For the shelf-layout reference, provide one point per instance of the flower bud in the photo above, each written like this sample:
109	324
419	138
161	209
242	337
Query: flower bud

**Task**
Retype every line of the records above word for word, keeping every line break and every number unchanged.

**Result**
For the shelf-layout reference, provide one point per instance of the flower bud in the photo above, each written like this sample:
109	324
419	138
161	209
242	337
Query: flower bud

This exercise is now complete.